WORK TO COMPLETE:
From the court opinion below, reproduce word for word the passage that begins with the words "United States District" and ends after "SLOMSKY, J.".

DOCUMENT TEXT:
United States District Court, E.D. Pennsylvania

August 23, 2017

JOHN DOE I, et al. Plaintiffs,
v.
THOMAS W. WOLF, et al., Defendants.

          OPINION

          SLOMSKY, J.

         TABLE OF CONTENTS

         I. INTRODUCTION .................................................................................................................. 1

         II. BACKGROUND .................................................................................................................... 2

         A. Section 302 Authorizes Temporary Emergency Commitment and Treatment .............. 3

         B. Pennsylvania Uniform Firearms Act (“PUFA”) ........................................................... 5

         C. Mental Health Procedures Act (“MHPA”) Reporting Requirements to Pennsylvania State Police ......................................................................................... 6

         D. State Statutory Remedies .............................................................................................. 8

         E. Plaintiffs' Section 302 Commitments .......................................................................... 11

         i. John Doe I ........................................................................................................... 11

         ii. John Doe II ......................................................................................................... 12

         III. STANDARD OF REVIEW .................................................................................................. 12

         A. Subject Matter Jurisdiction ......................................................................................... 12

         B. Failure to State a Claim for Which Relief Can Be Granted ........................................ 13

         IV. ANALYSIS ........................................................................................................................... 15

         A. Sovereign Immunity Under the Eleventh Amendment ............................................... 15

         i. Claims Against the Pennsylvania State Police ................................................... 17

         ii. Claims Against Governor Wolf, Attorney General Shapiro, and Colonel Blocker ................................................................................................. 18

         B. Procedural Due Process Under the Fourteenth Amendment ....................................... 21

         i. Protected Interest ............................................................................................... 22

         ii. Mental Illness Exception to the Second Amendment ........................................ 23

         iii. Plaintiffs Have Plausibly Alleged that a Person Committed Under Section 302 May Not Fall within the Mental Illness Exception ........................ 24

         iv. Adequacy of Post-Deprivation State Remedies ................................................. 27

         V. CONCLUSION ..................................................................................................................... 33

         I. INTRODUCTION

         This case pits the longstanding prohibition on the possession of firearms by the mentally ill against an individual's limited right to keep and carry firearms under the Second Amendment to the United States Constitution. In this action seeking a declaratory judgment and injunctive relief, Plaintiffs bring a facial challenge to the constitutionality of Section 6105 of the Pennsylvania Uniform Firearms Act (“PUFA”), which prohibits a person temporarily committed under Section 302 of the Mental Health Procedures Act (“MHPA”) from possessing firearms.

PROVIDED RECORDS:

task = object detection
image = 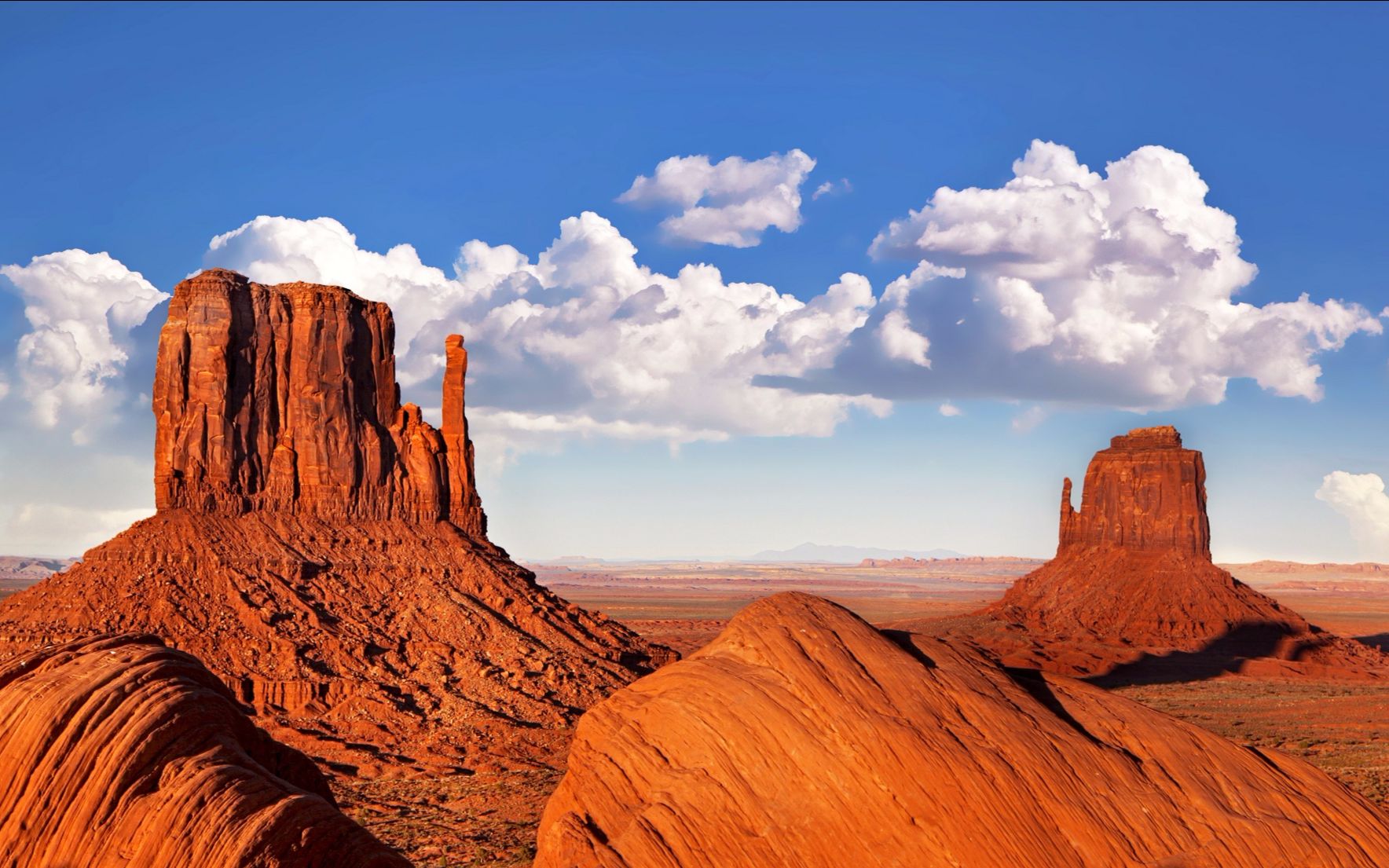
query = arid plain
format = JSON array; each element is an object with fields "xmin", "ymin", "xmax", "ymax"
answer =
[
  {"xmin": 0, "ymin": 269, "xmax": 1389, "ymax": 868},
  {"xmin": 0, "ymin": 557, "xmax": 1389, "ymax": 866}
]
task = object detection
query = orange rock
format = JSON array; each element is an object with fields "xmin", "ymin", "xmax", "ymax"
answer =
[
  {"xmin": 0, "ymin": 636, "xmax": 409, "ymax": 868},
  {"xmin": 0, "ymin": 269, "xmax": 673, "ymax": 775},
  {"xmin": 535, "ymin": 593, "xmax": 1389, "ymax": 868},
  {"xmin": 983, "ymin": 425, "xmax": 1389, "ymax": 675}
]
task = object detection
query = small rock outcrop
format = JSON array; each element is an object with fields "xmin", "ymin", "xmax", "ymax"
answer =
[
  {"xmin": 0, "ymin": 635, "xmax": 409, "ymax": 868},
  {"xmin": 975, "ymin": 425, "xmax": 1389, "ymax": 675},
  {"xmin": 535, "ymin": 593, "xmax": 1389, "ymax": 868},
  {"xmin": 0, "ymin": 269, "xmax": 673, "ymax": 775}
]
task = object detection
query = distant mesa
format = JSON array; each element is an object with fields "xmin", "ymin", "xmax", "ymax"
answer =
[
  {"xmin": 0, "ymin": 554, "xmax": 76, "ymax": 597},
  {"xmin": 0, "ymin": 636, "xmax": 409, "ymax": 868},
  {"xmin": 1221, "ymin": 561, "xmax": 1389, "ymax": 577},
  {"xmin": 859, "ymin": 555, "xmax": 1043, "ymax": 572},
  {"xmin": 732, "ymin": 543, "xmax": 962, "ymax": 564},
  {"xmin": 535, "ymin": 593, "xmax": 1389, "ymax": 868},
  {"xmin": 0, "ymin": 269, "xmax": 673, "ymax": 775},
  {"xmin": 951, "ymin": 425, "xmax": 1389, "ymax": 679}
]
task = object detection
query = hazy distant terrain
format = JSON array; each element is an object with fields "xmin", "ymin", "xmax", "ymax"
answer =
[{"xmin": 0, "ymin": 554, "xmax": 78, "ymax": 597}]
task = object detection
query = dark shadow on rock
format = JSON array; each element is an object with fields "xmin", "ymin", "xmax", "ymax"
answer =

RESPONSE TO THE TASK:
United States District Court, E.D. Pennsylvania

August 23, 2017

JOHN DOE I, et al. Plaintiffs,
v.
THOMAS W. WOLF, et al., Defendants.

          OPINION

          SLOMSKY, J.